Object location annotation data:

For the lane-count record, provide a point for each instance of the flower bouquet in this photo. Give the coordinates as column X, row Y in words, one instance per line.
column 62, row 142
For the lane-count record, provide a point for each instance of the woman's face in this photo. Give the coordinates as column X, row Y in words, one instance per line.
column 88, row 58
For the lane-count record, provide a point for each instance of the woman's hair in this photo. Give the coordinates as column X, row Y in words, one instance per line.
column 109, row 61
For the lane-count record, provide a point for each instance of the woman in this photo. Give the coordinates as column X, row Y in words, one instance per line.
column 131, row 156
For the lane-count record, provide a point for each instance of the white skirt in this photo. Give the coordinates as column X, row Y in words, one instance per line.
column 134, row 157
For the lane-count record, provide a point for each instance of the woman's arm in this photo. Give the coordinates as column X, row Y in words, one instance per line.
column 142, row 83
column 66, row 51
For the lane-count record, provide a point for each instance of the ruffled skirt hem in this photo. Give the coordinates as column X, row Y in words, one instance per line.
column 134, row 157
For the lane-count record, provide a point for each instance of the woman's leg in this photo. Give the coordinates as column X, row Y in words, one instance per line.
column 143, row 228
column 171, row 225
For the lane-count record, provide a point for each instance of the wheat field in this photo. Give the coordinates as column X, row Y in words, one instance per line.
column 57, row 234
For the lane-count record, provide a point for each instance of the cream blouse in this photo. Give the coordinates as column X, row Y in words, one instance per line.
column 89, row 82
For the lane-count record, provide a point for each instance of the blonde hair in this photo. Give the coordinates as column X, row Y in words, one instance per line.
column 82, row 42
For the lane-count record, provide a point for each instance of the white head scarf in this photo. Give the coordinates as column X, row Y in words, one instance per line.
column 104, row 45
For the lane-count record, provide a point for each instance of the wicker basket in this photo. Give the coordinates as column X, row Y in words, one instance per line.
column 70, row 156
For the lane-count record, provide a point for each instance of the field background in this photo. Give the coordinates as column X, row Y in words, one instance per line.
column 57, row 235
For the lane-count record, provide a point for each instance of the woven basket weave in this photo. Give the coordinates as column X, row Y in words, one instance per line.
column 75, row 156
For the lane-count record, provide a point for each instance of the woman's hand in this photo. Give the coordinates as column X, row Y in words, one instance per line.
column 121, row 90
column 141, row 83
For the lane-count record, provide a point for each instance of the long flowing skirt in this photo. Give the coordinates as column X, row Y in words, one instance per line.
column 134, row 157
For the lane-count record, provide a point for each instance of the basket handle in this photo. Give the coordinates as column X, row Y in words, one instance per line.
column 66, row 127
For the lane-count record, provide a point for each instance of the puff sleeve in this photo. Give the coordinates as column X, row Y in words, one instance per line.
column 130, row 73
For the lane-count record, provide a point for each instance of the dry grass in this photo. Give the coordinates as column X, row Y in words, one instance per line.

▶ [What is asked]
Copy the listing word for word, starting with the line that contains "of the wicker" and continuing through the end of the listing.

▶ [Result of the task]
For the lane-count record, provide a point for each instance of the wicker basket in this photo. Give the coordinates as column X, row Y in words, one instance per line.
column 70, row 156
For the lane-count record, provide a point for each instance of the field background in this photo. Give the coordinates as column X, row Y in words, one instance per line.
column 57, row 235
For the lane-count record, provide a point for each instance of the woven basket weave in this photo. Give the coordinates as column X, row Y in words, one instance per line.
column 75, row 156
For the lane-count record, provide a point for each instance of the woman's hand in this photo. Give the coordinates as column X, row Y in words, one instance per line.
column 121, row 90
column 141, row 83
For the lane-count record, provide a point for each instance of the long flowing skirt in this photo. Give the coordinates as column X, row Y in words, one instance per line.
column 134, row 157
For the lane-count record, provide a point for each instance of the basket handle in this photo. Give the coordinates as column X, row Y in words, one instance per line.
column 66, row 127
For the lane-count record, provide a point for each instance of the puff sleeve in this photo. Give the coordinates as column X, row Y in words, one instance per line.
column 130, row 73
For the lane-count record, provide a point for each instance of the dry grass in this photo. Give the coordinates as column X, row Y in words, one instance per line.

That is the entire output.